*GIVEN TASK:*
Rewrite the stretch of items from the line containing "this sample: (34,826)." through the end of the items, keeping every line, and shift each answer coordinate by adding 29 to both of its numbers. Leave all other numbers unchanged.

-- Begin SUPPLIED MATERIAL --

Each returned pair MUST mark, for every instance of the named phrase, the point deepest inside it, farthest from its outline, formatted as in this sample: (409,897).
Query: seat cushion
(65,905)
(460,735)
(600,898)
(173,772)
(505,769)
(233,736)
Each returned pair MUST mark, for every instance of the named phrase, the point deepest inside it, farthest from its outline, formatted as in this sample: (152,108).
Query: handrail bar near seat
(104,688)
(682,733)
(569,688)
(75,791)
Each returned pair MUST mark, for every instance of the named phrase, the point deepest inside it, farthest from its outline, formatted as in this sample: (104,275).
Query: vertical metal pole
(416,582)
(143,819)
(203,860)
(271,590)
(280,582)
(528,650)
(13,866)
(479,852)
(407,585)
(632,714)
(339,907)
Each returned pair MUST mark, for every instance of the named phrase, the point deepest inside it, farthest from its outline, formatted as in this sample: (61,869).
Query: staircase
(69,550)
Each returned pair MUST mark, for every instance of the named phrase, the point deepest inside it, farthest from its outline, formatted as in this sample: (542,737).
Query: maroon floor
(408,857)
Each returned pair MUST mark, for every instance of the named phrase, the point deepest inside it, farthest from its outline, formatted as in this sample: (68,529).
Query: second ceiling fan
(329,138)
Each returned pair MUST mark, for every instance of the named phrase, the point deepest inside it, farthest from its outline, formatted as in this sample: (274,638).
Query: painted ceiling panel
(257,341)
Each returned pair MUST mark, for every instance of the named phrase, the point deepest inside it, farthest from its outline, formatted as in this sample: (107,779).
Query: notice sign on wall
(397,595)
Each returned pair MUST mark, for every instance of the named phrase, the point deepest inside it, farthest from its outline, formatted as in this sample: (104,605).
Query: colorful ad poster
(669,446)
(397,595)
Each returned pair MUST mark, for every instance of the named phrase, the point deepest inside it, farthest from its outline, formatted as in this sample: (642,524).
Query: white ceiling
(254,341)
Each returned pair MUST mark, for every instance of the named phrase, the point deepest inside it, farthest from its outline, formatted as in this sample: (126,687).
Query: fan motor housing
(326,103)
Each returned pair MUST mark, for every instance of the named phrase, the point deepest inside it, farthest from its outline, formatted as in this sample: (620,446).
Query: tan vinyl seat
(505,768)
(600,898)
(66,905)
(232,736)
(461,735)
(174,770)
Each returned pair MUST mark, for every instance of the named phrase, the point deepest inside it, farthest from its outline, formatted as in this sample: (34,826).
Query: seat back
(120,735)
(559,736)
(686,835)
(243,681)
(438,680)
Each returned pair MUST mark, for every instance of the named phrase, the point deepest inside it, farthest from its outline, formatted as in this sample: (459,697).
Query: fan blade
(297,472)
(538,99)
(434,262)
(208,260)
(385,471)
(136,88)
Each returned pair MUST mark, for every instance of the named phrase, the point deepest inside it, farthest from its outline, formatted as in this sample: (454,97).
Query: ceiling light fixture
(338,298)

-- End SUPPLIED MATERIAL --

*ANSWER TO THIS PROBLEM:*
Each returned pair MUST mark, for every instance of the named phrase, the point deepest inside it, farthest from its outline, formatted as in this sample: (34,826).
Query: seat back
(149,764)
(588,765)
(715,864)
(272,710)
(467,709)
Each returned pair MUST mark, for every instance of the named phrase, the point deepest inside it, farthest from its outline, formatted as in this sample: (459,697).
Query: fan blade
(326,501)
(567,128)
(463,291)
(237,289)
(414,500)
(165,117)
Each returned pair MUST mark, for every instance of the named phrase, the point deepest inside it, farthest from its outline, formatted as in this sample: (454,97).
Query: ceiling light fixture
(367,327)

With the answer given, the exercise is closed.